- **Quoted text**:
==================================================

Field Guide to Sexual Types

Hetero. Homo. Bi. Trans. A. So many terms to place in front of sexual to describe how you are. It seems thought that them fancy Madison Avenue types want to create MORE prefixes to describe what kind of sexual you may be. Let's take a gander at a few of the more interesting terms. An accompanying picture will help you in this handy-dandy field guide. And worry not, I won't go for the cheap laughs and post pics of friends; that's just unprofessional.

Metrosexual - This stupid description flourished during around 2003-4. With the advent of Queer Eye for the Straight Guy, David Beckham and other effeminate male traits, advertisers and pundits decided that there was a new class of men: a heterosexual male who is in touch with his feminine side - he colour coordinates, cares deeply about exfoliation, and has perhaps manscaped. I have no idea what the fuck manscaping involves, but it sounds rather fruity and painful. This term has thankfully died out as most just realized that a metrosexual was essentially a closeted banana-grabber. Of course, I personally feel that I am the essential metro. Oh, and ladies, if you know someone who justifies having more hair-gel and exfoliator than you do due to being metro, I suggest flashing them or rubbing your boobs in their face as a test of the sexuality. Seriously, do it.



Ubersexual - This was coined in the book "The Future of Man". The future of men, proclaim the authors, is "not to be found in the primped and waxed boy who wowed the world with his nuanced knowledge of tweezers and exfoliating creams. Men, at the end of the day, will have to rely on their intellect and their passion, their erudition and professional success, to be acknowledged and idealised in contemporary society." Examples included Bono, George Clooney and John Stewart. Again, this seems nothing like the machinations of the evil liberal media. Where's a good, clean conservative like Bill O'Reilly or that sexy (M)Ann Coulter? Irregardless, words such as intellect, erudite, urbane, classy and success seem to describe a certain somebody....but who?

==================================================

- **Data section**:
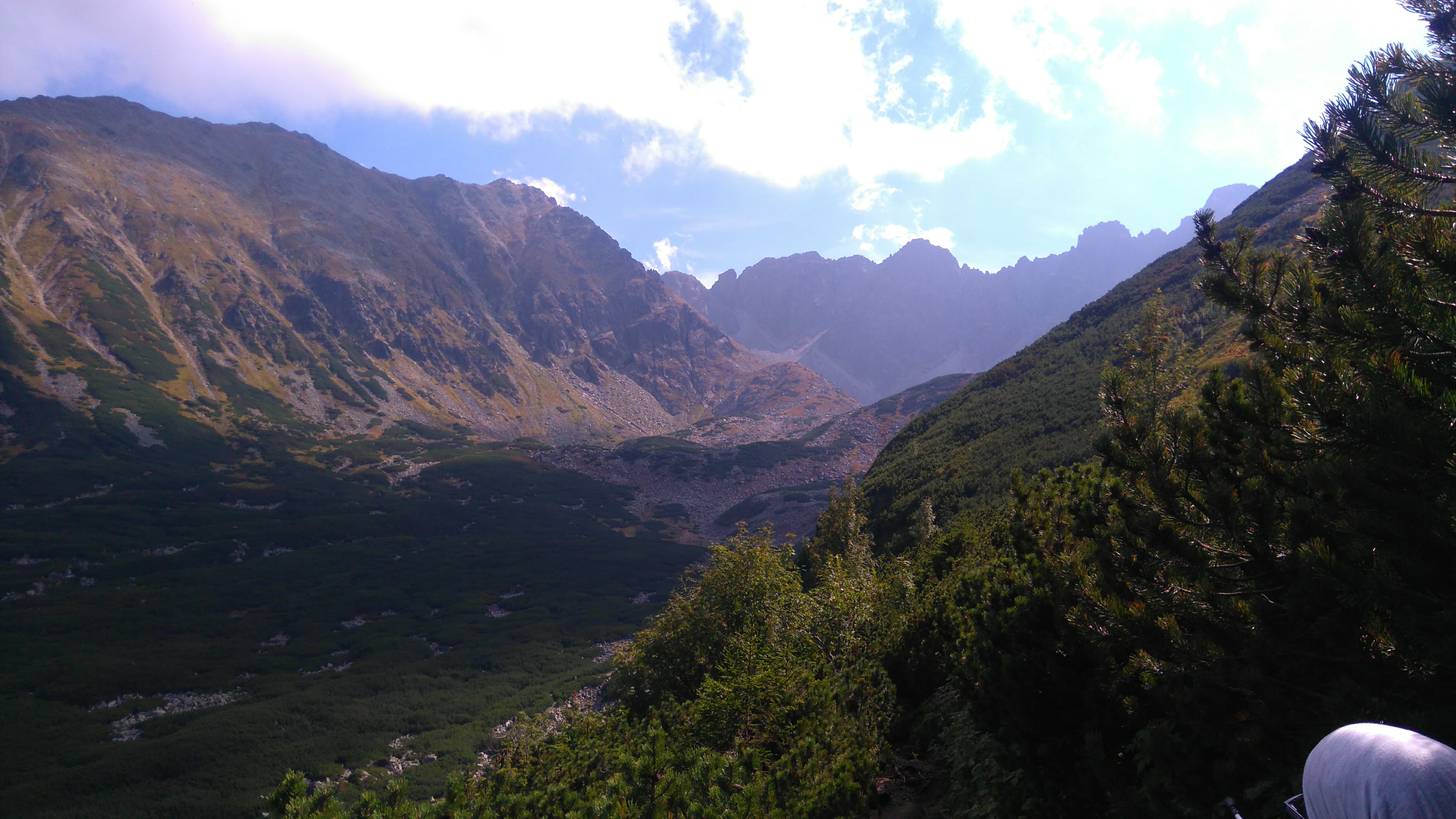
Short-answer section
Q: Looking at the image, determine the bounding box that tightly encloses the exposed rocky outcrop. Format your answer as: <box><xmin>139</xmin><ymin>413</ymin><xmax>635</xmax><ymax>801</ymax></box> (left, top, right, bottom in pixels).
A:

==================================================

- **Objectives**:
A – From the field guide, quote the passage from "Metrosexual - This" to "Seriously, do it.".
B – Answer these from the field guide:
(i) Around which years did the metrosexual description flourish?
(ii) In which book was the term "ubersexual" coined?
(iii) Who are the three examples of an ubersexual that the field guide names?

- **Solutions by task**:
A –
Metrosexual - This stupid description flourished during around 2003-4. With the advent of Queer Eye for the Straight Guy, David Beckham and other effeminate male traits, advertisers and pundits decided that there was a new class of men: a heterosexual male who is in touch with his feminine side - he colour coordinates, cares deeply about exfoliation, and has perhaps manscaped. I have no idea what the fuck manscaping involves, but it sounds rather fruity and painful. This term has thankfully died out as most just realized that a metrosexual was essentially a closeted banana-grabber. Of course, I personally feel that I am the essential metro. Oh, and ladies, if you know someone who justifies having more hair-gel and exfoliator than you do due to being metro, I suggest flashing them or rubbing your boobs in their face as a test of the sexuality. Seriously, do it.

B –
(i) Around 2003-4.
(ii) "The Future of Man".
(iii) Bono, George Clooney and John Stewart.